(Some records)
>> BEGIN
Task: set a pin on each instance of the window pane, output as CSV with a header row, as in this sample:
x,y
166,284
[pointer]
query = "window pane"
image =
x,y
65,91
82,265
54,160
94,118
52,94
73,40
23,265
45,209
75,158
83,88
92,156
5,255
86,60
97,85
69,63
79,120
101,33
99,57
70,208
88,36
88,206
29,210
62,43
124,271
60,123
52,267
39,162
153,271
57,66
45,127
>> END
# [Required work]
Copy the data above line for line, without changing anything.

# [Result of the exercise]
Task: set a pin on each instance of the window pane, output as CSV with a header row, as in this sample:
x,y
166,284
[pointer]
query = "window pane"
image =
x,y
65,91
82,265
54,160
94,118
52,94
73,40
23,265
45,209
75,158
83,88
92,156
5,255
86,60
97,85
69,63
79,120
101,33
99,57
70,208
88,36
88,206
29,210
62,43
124,271
60,123
52,267
39,162
153,271
57,66
45,127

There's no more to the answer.